**Problem description:** Copy out the full essay on the Department of Labor's Fiduciary Rule word for word, from its title through its final sentence.

Caveat Investor?

by Clifford Asness, Ph. D. AQR Capital Management, Inc.

The Department of Labor’s Fiduciary Rule, which is applicable to retirement plans subject to ERISA such as 401(k) plans and to certain other retirement plans such as IRAs, is set to go into effect in April 2017. What the rule does is extend a fiduciary duty or standard to a broad set of investment advisors (many, particularly at broker-dealers, who were previously exempt) who provide recommendations to such plans. A "fiduciary duty” is the highest standard of care recognized in American law. Among other things it means that you must act solely in the best interest of the client at all times. 1

That seems like a no-brainer, right? I mean, who could argue with an advisor having to act in the best interest of his or her client? Well, I’m indeed going to argue that it’s at least less obvious than it first appears. Even if the rule turns out to be a net positive, I’m going to argue that there are potential large unintended consequences to worry about. This is not a screed against such a rule. 2  It has some very good qualities (higher standards are a good thing!). It’s just not the no-brainer it first appears to be. Wherever you come out on it you should consider all the arguments, not just the seemingly obvious headlines. After first blush some, hopefully many, may ask themselves something like this: “What’s different here than with many other businesses? I conduct business all the time with people who aren’t legally bound to have my best interest at heart. I count on market forces and my own abilities and vigilance to protect my interests. On net, I think competition and my being an intelligent consumer delivers me a pretty good result.”

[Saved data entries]
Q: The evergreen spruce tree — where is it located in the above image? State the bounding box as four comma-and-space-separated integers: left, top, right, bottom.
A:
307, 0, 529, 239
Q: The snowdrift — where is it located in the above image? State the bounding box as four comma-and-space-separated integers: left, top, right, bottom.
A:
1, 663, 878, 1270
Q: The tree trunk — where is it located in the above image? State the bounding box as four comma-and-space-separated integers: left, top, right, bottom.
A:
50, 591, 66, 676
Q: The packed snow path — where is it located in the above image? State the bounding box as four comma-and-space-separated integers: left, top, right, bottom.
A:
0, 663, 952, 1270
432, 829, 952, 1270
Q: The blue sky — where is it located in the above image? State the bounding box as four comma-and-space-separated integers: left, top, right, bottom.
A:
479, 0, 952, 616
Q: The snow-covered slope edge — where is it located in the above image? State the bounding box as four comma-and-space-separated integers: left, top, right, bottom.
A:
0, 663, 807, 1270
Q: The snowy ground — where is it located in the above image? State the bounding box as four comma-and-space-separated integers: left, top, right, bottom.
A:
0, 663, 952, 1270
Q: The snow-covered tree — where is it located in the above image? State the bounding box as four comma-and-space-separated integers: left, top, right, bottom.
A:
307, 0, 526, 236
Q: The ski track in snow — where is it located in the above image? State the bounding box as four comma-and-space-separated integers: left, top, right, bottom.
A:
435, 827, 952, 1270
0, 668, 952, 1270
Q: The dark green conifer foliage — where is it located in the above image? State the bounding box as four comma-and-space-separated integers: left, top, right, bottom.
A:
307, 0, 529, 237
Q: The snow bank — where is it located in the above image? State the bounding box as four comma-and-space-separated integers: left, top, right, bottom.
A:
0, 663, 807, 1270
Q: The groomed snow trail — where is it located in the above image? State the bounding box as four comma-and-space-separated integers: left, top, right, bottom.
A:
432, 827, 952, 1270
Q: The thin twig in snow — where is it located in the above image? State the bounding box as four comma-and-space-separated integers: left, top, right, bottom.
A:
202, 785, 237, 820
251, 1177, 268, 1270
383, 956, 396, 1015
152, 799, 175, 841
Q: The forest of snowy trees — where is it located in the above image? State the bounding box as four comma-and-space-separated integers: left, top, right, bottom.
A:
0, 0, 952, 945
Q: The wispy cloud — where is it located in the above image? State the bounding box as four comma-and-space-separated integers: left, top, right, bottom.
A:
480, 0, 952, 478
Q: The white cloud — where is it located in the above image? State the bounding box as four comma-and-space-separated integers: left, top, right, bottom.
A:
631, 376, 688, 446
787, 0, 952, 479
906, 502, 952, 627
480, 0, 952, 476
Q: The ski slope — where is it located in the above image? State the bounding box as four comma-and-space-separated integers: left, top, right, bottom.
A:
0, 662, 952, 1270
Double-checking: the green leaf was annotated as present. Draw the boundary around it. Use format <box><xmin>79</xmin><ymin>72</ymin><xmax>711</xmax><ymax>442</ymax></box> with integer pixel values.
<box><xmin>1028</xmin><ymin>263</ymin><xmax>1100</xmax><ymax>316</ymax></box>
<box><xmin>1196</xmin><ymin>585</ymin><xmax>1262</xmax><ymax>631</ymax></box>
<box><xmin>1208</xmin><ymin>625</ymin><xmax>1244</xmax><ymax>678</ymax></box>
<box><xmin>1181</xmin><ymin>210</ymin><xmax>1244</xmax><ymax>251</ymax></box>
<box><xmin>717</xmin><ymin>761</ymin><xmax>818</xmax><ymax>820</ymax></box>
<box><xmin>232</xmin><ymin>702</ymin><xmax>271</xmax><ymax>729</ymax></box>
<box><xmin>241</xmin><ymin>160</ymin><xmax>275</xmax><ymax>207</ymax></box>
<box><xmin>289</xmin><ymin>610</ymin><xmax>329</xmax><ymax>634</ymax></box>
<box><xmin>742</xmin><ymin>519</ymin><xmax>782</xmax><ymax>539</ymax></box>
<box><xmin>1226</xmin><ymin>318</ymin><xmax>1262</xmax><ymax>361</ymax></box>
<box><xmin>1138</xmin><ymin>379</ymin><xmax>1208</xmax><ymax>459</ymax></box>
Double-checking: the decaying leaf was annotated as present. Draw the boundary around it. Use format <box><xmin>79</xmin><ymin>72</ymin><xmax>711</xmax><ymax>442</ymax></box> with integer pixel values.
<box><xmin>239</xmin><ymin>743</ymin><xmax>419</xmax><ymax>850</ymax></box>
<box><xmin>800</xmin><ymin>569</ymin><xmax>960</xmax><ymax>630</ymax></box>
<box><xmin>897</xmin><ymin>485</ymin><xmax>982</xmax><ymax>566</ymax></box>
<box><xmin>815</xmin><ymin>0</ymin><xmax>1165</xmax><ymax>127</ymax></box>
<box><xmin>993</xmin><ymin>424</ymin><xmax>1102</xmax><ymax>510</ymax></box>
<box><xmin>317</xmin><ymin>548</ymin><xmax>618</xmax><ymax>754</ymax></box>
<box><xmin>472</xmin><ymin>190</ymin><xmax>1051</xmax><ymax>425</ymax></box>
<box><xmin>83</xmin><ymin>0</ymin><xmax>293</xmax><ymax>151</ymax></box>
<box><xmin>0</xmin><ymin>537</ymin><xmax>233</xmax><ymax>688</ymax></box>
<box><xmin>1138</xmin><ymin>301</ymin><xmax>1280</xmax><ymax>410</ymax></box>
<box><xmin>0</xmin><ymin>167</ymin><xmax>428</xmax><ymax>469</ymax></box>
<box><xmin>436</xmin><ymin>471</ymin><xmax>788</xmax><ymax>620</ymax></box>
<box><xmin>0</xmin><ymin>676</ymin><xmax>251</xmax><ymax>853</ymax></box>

**Result below:**
Caveat Investor?

by Clifford Asness, Ph. D. AQR Capital Management, Inc.

The Department of Labor’s Fiduciary Rule, which is applicable to retirement plans subject to ERISA such as 401(k) plans and to certain other retirement plans such as IRAs, is set to go into effect in April 2017. What the rule does is extend a fiduciary duty or standard to a broad set of investment advisors (many, particularly at broker-dealers, who were previously exempt) who provide recommendations to such plans. A "fiduciary duty” is the highest standard of care recognized in American law. Among other things it means that you must act solely in the best interest of the client at all times. 1

That seems like a no-brainer, right? I mean, who could argue with an advisor having to act in the best interest of his or her client? Well, I’m indeed going to argue that it’s at least less obvious than it first appears. Even if the rule turns out to be a net positive, I’m going to argue that there are potential large unintended consequences to worry about. This is not a screed against such a rule. 2  It has some very good qualities (higher standards are a good thing!). It’s just not the no-brainer it first appears to be. Wherever you come out on it you should consider all the arguments, not just the seemingly obvious headlines. After first blush some, hopefully many, may ask themselves something like this: “What’s different here than with many other businesses? I conduct business all the time with people who aren’t legally bound to have my best interest at heart. I count on market forces and my own abilities and vigilance to protect my interests. On net, I think competition and my being an intelligent consumer delivers me a pretty good result.”